DATA FOR THE TASK>
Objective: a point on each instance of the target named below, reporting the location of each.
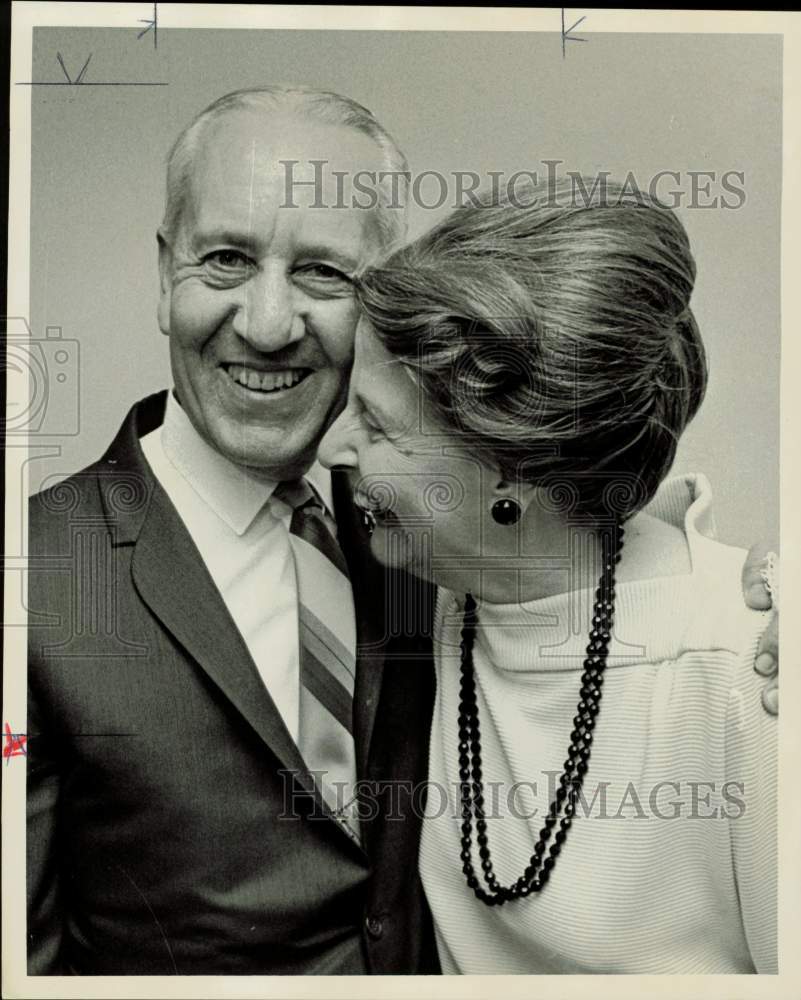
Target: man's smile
(263, 380)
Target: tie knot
(297, 493)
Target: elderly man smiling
(193, 770)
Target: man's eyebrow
(223, 234)
(327, 252)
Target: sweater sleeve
(751, 790)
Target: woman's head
(552, 337)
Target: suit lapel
(368, 580)
(174, 583)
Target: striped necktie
(327, 629)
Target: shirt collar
(234, 493)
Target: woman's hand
(760, 589)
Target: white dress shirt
(242, 534)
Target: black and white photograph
(400, 439)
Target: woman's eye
(371, 423)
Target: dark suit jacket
(172, 825)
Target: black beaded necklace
(540, 865)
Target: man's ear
(165, 282)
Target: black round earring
(506, 511)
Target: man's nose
(266, 316)
(338, 444)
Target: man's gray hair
(323, 106)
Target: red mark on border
(14, 745)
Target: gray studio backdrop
(455, 102)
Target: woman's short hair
(553, 333)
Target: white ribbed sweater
(680, 730)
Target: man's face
(256, 292)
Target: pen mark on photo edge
(80, 82)
(14, 745)
(154, 24)
(153, 914)
(566, 36)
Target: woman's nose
(338, 444)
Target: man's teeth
(266, 381)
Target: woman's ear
(509, 501)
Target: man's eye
(226, 259)
(322, 273)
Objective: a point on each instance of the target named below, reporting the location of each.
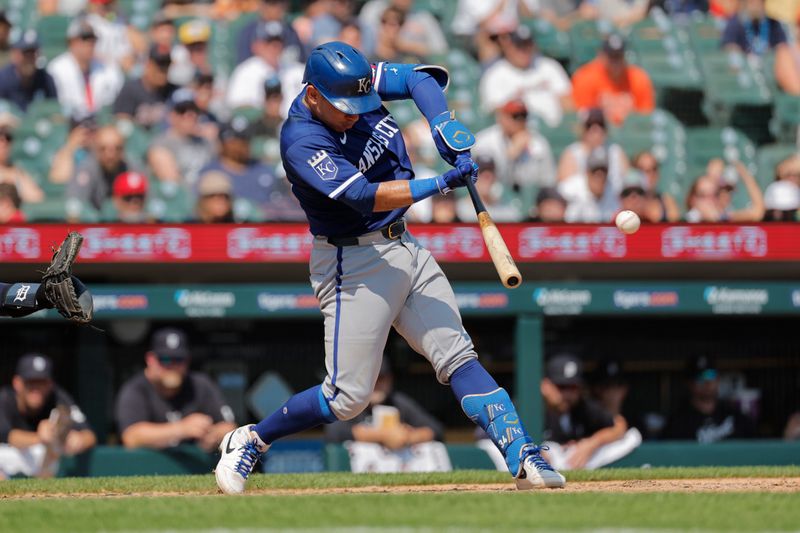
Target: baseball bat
(501, 257)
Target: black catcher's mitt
(64, 291)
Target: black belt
(392, 232)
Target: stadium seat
(52, 31)
(768, 158)
(551, 41)
(586, 38)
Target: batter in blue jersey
(346, 160)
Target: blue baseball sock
(471, 378)
(489, 406)
(304, 410)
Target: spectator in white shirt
(539, 81)
(84, 84)
(497, 197)
(522, 157)
(246, 86)
(420, 35)
(589, 195)
(594, 135)
(116, 40)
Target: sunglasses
(130, 198)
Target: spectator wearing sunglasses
(524, 73)
(521, 155)
(84, 84)
(144, 100)
(167, 405)
(129, 196)
(22, 81)
(180, 152)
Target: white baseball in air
(628, 222)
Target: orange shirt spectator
(610, 83)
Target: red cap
(130, 183)
(514, 106)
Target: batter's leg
(431, 323)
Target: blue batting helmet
(344, 77)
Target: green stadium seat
(49, 109)
(52, 31)
(586, 38)
(785, 118)
(705, 33)
(768, 158)
(551, 41)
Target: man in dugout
(167, 405)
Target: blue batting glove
(465, 170)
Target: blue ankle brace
(495, 413)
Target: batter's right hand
(465, 169)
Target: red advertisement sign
(291, 243)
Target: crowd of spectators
(166, 101)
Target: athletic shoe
(535, 472)
(240, 450)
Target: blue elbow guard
(394, 81)
(495, 413)
(455, 135)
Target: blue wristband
(423, 188)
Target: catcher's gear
(64, 291)
(452, 138)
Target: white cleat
(536, 473)
(240, 450)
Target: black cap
(522, 36)
(614, 46)
(83, 118)
(565, 369)
(484, 162)
(203, 78)
(702, 368)
(593, 116)
(160, 56)
(272, 86)
(183, 100)
(27, 40)
(598, 159)
(608, 373)
(235, 129)
(549, 193)
(170, 342)
(35, 366)
(269, 31)
(160, 19)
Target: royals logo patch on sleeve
(324, 166)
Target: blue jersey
(321, 163)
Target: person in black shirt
(579, 424)
(704, 417)
(39, 421)
(167, 405)
(144, 100)
(22, 81)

PROBLEM DETAILS>
Starting at the line that contains "Target: blue baseball sock", output each remaining line of the listing, the last line included, exactly as it appears.

COMPLETED EXERCISE>
Target: blue baseball sock
(471, 378)
(489, 406)
(304, 410)
Target: spectator in white shirt
(539, 81)
(84, 84)
(497, 197)
(522, 157)
(246, 86)
(420, 35)
(589, 195)
(594, 135)
(116, 40)
Target: sunglasses
(130, 198)
Target: spectator wearing sunglasses
(524, 73)
(521, 155)
(84, 84)
(144, 100)
(167, 405)
(129, 196)
(22, 81)
(180, 152)
Target: white baseball in air
(628, 222)
Target: orange shirt spectator
(610, 83)
Target: red cap
(130, 183)
(514, 106)
Target: batter's leg
(431, 323)
Target: blue batting helmet
(344, 77)
Target: green stadium seat
(49, 109)
(52, 31)
(586, 38)
(785, 118)
(705, 33)
(768, 158)
(551, 41)
Target: man in dugout
(167, 405)
Target: blue batting glove
(465, 170)
Target: blue ankle brace
(495, 413)
Target: batter's right hand
(465, 169)
Target: red advertisement sign
(291, 243)
Target: crowd of spectators
(166, 101)
Target: athletic shoe
(535, 472)
(240, 450)
Target: blue elbow guard
(394, 81)
(495, 413)
(455, 135)
Target: blue wristband
(423, 188)
Target: catcher's gear
(64, 291)
(452, 138)
Target: white cleat
(536, 473)
(240, 450)
Target: black cap
(522, 36)
(614, 46)
(83, 118)
(565, 369)
(484, 162)
(203, 78)
(702, 368)
(593, 116)
(160, 56)
(272, 86)
(183, 100)
(27, 40)
(598, 159)
(608, 373)
(235, 129)
(549, 193)
(170, 342)
(35, 366)
(269, 31)
(160, 19)
Target: royals logo patch on sleeve
(324, 166)
Target: blue jersey
(321, 163)
Target: person in black shirt
(579, 424)
(704, 417)
(39, 421)
(167, 405)
(144, 100)
(22, 81)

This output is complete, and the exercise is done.